◆ **What is expected**:
Please rewrite the entries as a Markdown table with the columns Number and Line, giving each line its own numbered row and leaving out blank lines. Begin at the first line of the entries and stop after the line that contains "MULTIPOLYGON (((468 27, 542".

## Start

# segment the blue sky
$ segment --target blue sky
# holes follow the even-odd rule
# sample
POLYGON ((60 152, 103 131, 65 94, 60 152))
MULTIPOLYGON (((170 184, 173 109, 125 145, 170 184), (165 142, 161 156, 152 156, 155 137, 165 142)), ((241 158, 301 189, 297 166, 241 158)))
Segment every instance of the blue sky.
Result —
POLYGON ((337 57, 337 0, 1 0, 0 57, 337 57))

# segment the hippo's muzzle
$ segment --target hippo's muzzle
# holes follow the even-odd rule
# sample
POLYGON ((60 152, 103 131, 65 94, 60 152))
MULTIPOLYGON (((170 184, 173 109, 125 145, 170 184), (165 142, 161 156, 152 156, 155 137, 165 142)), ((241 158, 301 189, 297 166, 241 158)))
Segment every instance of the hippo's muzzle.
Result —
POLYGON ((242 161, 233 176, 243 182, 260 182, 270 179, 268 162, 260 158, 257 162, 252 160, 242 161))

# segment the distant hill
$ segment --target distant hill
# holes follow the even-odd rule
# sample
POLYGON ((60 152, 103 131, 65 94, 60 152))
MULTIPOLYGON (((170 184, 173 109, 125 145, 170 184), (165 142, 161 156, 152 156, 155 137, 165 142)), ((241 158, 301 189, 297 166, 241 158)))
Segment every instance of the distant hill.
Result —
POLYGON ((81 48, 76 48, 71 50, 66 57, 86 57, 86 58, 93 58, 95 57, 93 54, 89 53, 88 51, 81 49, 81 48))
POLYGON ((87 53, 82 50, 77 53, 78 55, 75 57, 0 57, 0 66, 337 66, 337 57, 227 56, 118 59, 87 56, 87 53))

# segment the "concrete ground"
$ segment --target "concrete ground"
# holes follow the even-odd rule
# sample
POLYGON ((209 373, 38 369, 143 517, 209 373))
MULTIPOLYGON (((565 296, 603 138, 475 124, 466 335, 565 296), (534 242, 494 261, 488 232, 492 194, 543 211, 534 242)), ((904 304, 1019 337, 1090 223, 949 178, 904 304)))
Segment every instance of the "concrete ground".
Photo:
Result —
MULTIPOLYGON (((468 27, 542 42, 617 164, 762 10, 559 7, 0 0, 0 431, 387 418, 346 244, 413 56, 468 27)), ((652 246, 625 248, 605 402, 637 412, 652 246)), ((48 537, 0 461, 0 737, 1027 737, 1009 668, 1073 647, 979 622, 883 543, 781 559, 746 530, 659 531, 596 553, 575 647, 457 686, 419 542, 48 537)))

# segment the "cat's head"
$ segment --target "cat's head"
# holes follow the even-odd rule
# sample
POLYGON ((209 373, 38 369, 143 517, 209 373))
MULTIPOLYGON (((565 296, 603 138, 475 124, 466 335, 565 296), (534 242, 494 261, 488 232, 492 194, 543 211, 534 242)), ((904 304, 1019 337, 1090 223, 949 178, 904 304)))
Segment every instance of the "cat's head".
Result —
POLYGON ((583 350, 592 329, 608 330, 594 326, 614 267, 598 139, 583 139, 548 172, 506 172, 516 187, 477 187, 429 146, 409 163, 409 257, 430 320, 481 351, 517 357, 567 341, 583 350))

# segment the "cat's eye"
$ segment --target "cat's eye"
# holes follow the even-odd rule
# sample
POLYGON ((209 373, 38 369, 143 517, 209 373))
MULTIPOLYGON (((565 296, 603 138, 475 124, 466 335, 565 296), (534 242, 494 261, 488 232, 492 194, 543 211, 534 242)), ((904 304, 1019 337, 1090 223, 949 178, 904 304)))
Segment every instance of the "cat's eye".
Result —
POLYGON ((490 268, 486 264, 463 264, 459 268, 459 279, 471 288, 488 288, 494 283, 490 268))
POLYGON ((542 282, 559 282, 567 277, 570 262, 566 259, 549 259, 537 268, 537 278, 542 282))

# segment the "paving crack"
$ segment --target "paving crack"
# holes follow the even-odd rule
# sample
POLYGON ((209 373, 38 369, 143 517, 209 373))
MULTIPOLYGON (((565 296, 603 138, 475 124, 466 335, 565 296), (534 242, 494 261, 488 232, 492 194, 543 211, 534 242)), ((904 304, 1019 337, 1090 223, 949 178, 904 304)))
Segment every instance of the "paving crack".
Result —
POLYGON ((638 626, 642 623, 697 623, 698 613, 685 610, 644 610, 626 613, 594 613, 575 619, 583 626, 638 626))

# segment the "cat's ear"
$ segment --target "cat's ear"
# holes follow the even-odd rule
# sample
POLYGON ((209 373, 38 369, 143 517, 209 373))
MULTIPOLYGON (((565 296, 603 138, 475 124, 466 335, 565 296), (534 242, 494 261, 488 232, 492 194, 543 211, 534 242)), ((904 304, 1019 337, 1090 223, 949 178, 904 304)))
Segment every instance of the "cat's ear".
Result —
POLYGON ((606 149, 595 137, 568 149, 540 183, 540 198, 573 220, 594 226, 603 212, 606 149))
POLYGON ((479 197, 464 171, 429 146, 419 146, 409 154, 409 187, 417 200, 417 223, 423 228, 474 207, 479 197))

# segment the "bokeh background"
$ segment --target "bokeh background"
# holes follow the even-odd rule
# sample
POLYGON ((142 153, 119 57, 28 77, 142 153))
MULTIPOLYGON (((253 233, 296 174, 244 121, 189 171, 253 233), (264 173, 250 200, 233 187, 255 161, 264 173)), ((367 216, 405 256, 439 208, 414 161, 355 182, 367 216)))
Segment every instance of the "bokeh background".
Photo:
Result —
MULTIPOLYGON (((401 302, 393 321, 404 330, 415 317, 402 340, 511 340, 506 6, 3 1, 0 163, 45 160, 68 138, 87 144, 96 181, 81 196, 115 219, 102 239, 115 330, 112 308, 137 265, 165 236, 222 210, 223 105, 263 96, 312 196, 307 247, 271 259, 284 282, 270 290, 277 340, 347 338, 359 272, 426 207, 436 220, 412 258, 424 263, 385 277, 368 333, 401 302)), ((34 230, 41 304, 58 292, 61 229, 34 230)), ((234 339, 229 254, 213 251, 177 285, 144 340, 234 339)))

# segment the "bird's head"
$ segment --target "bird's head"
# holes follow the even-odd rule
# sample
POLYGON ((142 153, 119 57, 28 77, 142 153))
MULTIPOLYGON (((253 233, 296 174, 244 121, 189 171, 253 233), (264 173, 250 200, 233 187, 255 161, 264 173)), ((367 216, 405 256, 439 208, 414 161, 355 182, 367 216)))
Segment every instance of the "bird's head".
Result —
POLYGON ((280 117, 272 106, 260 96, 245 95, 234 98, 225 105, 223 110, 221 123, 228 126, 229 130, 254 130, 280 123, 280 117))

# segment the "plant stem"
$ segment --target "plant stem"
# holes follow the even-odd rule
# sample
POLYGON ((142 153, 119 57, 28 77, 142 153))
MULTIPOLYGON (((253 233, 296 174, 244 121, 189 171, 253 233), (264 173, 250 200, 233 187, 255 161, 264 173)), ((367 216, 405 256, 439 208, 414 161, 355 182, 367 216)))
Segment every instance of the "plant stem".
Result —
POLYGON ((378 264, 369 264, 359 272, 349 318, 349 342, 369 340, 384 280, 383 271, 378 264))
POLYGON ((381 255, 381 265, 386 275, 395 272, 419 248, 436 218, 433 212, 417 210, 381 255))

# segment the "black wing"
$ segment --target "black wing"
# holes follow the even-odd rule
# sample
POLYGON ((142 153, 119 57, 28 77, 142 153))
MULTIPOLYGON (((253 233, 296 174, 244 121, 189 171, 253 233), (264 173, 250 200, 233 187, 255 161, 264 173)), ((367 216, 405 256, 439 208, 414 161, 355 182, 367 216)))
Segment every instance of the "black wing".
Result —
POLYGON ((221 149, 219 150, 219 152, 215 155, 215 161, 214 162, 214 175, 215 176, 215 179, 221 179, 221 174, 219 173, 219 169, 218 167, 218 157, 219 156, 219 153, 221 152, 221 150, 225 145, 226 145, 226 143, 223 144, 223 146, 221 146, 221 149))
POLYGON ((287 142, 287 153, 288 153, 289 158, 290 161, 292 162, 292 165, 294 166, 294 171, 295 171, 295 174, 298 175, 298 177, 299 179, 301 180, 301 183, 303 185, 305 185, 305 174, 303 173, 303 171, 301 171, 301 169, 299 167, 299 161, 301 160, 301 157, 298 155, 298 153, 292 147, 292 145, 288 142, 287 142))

## End

◆ **Exercise answer**:
| Number | Line |
|---|---|
| 1 | # segment the blue sky |
| 2 | $ segment --target blue sky |
| 3 | # holes follow the even-odd rule |
| 4 | # sample |
| 5 | POLYGON ((60 152, 103 131, 65 94, 60 152)) |
| 6 | MULTIPOLYGON (((170 184, 173 109, 125 145, 170 184), (165 142, 161 156, 152 156, 155 137, 165 142)), ((241 158, 301 189, 297 166, 241 158))) |
| 7 | Segment every instance of the blue sky. |
| 8 | Result — |
| 9 | POLYGON ((337 57, 337 0, 1 0, 0 57, 337 57)) |
| 10 | # segment the hippo's muzzle |
| 11 | $ segment --target hippo's muzzle |
| 12 | # holes follow the even-odd rule |
| 13 | # sample |
| 14 | POLYGON ((60 152, 103 131, 65 94, 60 152)) |
| 15 | MULTIPOLYGON (((170 184, 173 109, 125 145, 170 184), (165 142, 161 156, 152 156, 155 137, 165 142)), ((241 158, 301 189, 297 166, 241 158))) |
| 16 | Segment every instance of the hippo's muzzle. |
| 17 | Result — |
| 18 | POLYGON ((242 161, 233 176, 243 182, 260 182, 270 179, 268 162, 260 158, 257 162, 252 160, 242 161)) |
| 19 | # segment the distant hill |
| 20 | $ segment --target distant hill |
| 21 | # holes follow the even-odd rule |
| 22 | # sample |
| 23 | POLYGON ((60 152, 103 131, 65 94, 60 152)) |
| 24 | MULTIPOLYGON (((170 184, 173 109, 125 145, 170 184), (165 142, 161 156, 152 156, 155 137, 165 142)), ((241 158, 301 189, 297 166, 241 158))) |
| 25 | Segment every instance of the distant hill. |
| 26 | Result — |
| 27 | POLYGON ((81 48, 76 48, 71 50, 66 57, 86 57, 86 58, 93 58, 95 57, 93 54, 89 53, 88 51, 81 49, 81 48)) |
| 28 | POLYGON ((87 53, 82 50, 77 53, 78 55, 75 57, 0 57, 0 66, 337 66, 337 57, 227 56, 118 59, 87 56, 87 53)) |
| 29 | # segment the "concrete ground" |
| 30 | $ segment --target "concrete ground" |
| 31 | # holes follow the even-odd rule |
| 32 | # sample |
| 33 | POLYGON ((209 373, 38 369, 143 517, 209 373)) |
| 34 | MULTIPOLYGON (((565 296, 603 138, 475 124, 466 335, 565 296), (534 242, 494 261, 488 232, 492 194, 543 211, 534 242)), ((904 304, 1019 337, 1090 223, 949 178, 904 304))) |
| 35 | Segment every instance of the "concrete ground". |
| 36 | Photo: |
| 37 | Result — |
| 38 | MULTIPOLYGON (((468 27, 542 42, 617 164, 762 10, 559 7, 0 0, 0 431, 387 418, 346 244, 413 56, 468 27)), ((652 246, 625 248, 605 402, 637 412, 652 246)), ((48 537, 0 461, 0 737, 1027 737, 1009 668, 1073 647, 979 622, 883 543, 781 559, 746 530, 659 531, 596 553, 575 647, 457 686, 419 542, 48 537))) |